- [DATA TO PROCESS]:
------------------------------------

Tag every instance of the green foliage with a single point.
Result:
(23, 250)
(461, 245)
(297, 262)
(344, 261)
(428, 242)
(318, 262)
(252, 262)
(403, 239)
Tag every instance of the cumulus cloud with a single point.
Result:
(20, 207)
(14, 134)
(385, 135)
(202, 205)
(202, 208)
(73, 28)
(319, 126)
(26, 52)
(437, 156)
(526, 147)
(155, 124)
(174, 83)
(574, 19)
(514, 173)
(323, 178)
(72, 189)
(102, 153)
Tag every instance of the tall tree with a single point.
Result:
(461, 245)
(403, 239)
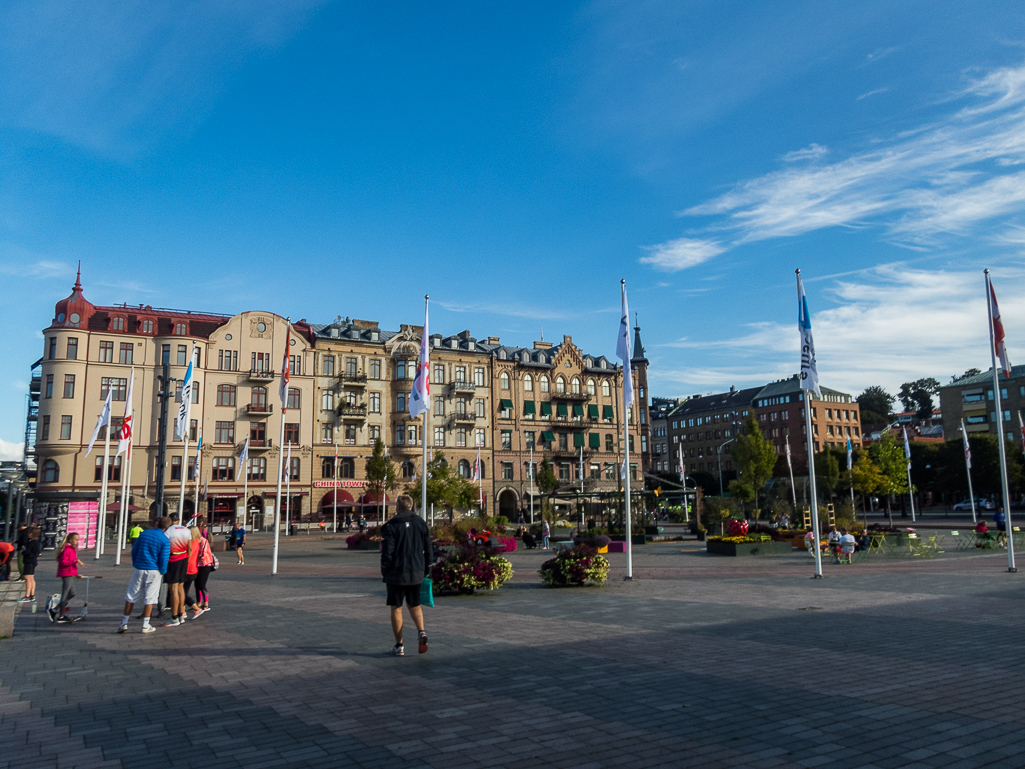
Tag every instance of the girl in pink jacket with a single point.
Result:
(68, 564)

------------------------------------

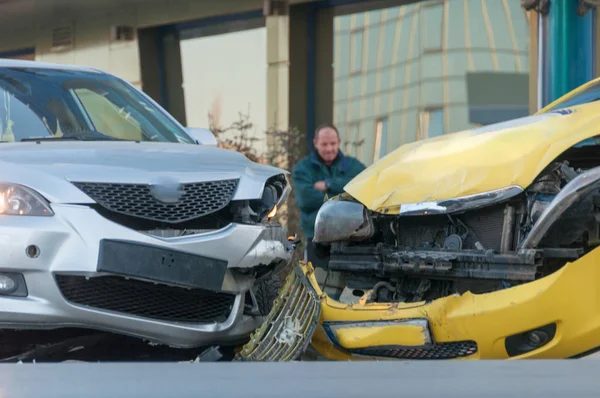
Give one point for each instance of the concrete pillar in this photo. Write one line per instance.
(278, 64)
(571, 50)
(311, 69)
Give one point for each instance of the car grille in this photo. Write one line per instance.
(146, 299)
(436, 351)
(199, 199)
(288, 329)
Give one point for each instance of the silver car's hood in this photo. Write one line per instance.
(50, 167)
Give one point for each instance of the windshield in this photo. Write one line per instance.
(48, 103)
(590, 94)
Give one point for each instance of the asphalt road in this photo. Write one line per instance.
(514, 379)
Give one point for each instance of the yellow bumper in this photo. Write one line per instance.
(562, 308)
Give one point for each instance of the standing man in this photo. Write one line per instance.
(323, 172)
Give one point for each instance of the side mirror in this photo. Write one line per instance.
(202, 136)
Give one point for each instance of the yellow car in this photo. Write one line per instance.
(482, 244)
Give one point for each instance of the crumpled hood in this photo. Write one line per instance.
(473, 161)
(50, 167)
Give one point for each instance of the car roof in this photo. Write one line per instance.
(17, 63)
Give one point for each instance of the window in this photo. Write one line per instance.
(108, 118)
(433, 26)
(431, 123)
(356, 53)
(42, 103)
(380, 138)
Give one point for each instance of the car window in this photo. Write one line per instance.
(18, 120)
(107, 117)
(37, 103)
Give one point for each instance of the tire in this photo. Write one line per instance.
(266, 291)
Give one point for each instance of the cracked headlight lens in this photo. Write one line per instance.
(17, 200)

------------------------------------

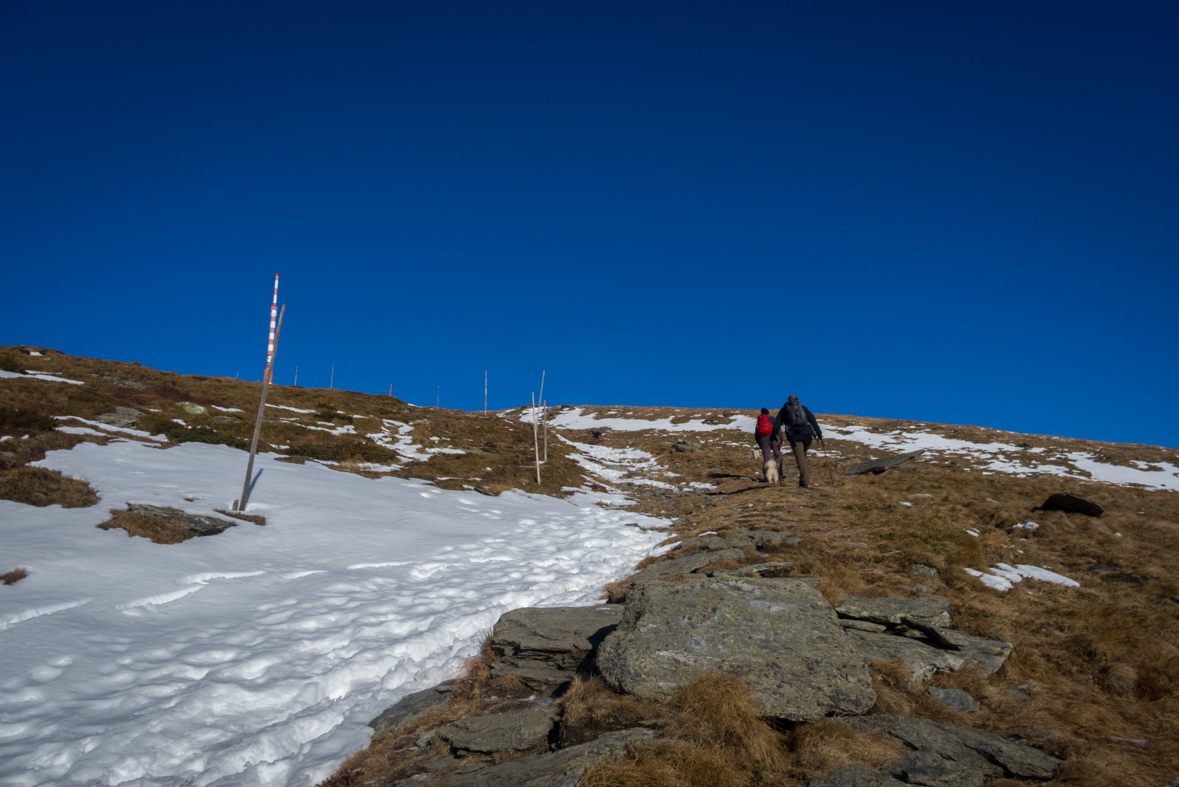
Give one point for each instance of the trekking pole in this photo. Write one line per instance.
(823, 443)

------------------------------------

Report each line in the entries above that contains the word "yellow", copying every such line in full. Case counts when matching.

- [RESULT BELOW]:
Give one point for each instance of the yellow bumper in this photo. Write one line per instance.
Give one point for each instance of the yellow car in this photo. Write one line per instance.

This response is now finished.